### EXTRAIT
*****
28 décembre 2018

[La Porte Latine - FSSPX] Entretien exclusif avec M. l’abbé Davide Pagliarani

SOURCE - La Porte Latine - FSSPX - 28 décembre 2018

L’abbé Davide Pagliarani, Supérieur général de la Fraternité Saint-Pie X, a accordé un entretien exclusif à La Porte Latine, dans lequel il rappelle la fécondité de la Croix pour les vocations et les familles. Il insiste particulièrement sur la nécessité de garder l’authentique esprit du Fondateur, Mgr Marcel Lefebvre, « esprit d’amour pour la foi et pour la vérité, pour les âmes, pour l’Eglise », face à la récente canonisation de Paul VI et à la promotion de la synodalité dans l’Eglise.
"L’avenir de l’Eglise et des vocations se trouve dans les familles où les parents ont planté la Croix de Notre-Seigneur"
La Porte Latine –Voici maintenant cinq mois que vous avez été élu Supérieur Général de la Fraternité Saint Pie X, pour un mandat de douze ans. Ces cinq mois vous ont certainement permis de faire un premier tour d’horizon de l’œuvre fondée par Mgr Lefebvre, venant compléter votre expérience personnelle déjà riche. En retirez-vous une première impression générale, en dégagez-vous des premières priorités pour les années à venir ?
La Fraternité est une œuvre de Dieu et plus on la découvre, plus on l’aime. Deux choses me saisissent le plus dans cette découverte. D’abord, le caractère providentiel de la Fraternité : elle est le résultat des choix et des décisions d’un saint guidé uniquement par une prudence surnaturelle et « prophétique », dont on apprécie encore plus la sagesse au fur et à mesure que les années s’écoulent et que la crise de l’Eglise s’aggrave. Ensuite, j’ai pu constater encore une fois que nous ne sommes pas des privilégiés épargnés : le Bon Dieu sanctifie tous nos membres et nos fidèles, par les échecs, les épreuves, les déceptions, en un mot par la croix et non par d’autres moyens.
"Les vocations viennent des foyers où l’on ne respire pas l’amertume ni la critique envers les prêtres"
*****
### DONNÉES
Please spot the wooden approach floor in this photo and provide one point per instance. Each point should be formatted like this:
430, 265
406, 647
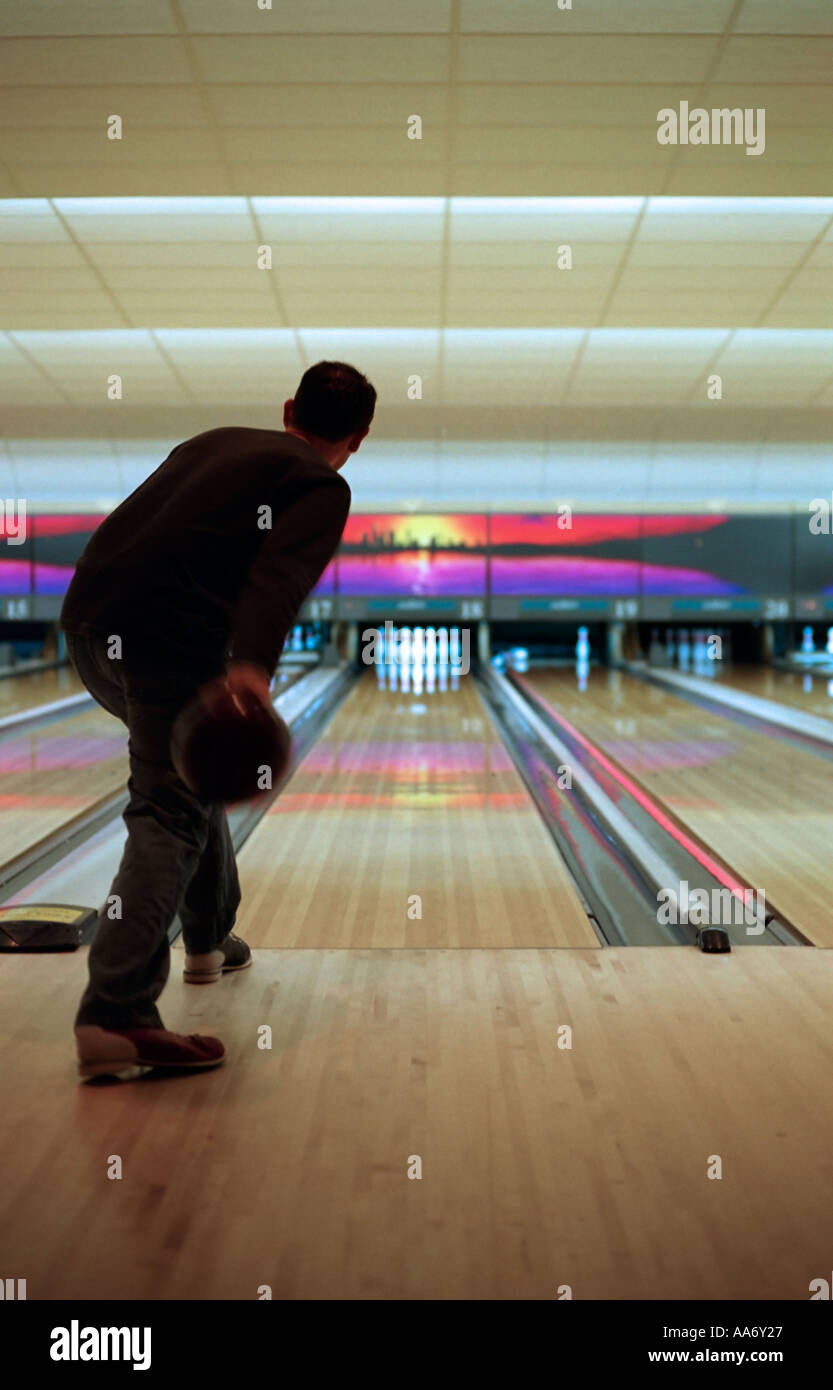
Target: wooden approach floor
438, 1037
541, 1166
*****
### EXERCICE
Modifiez le passage de l'extrait qui commence par « [La Porte Latine » et se poursuit jusqu'à « synodalité dans l’Eglise. » en y remplaçant « synodalité » par « collégialité ». Restituez le passage ainsi modifié.

### RÉPONSE
[La Porte Latine - FSSPX] Entretien exclusif avec M. l’abbé Davide Pagliarani

SOURCE - La Porte Latine - FSSPX - 28 décembre 2018

L’abbé Davide Pagliarani, Supérieur général de la Fraternité Saint-Pie X, a accordé un entretien exclusif à La Porte Latine, dans lequel il rappelle la fécondité de la Croix pour les vocations et les familles. Il insiste particulièrement sur la nécessité de garder l’authentique esprit du Fondateur, Mgr Marcel Lefebvre, « esprit d’amour pour la foi et pour la vérité, pour les âmes, pour l’Eglise », face à la récente canonisation de Paul VI et à la promotion de la collégialité dans l’Eglise.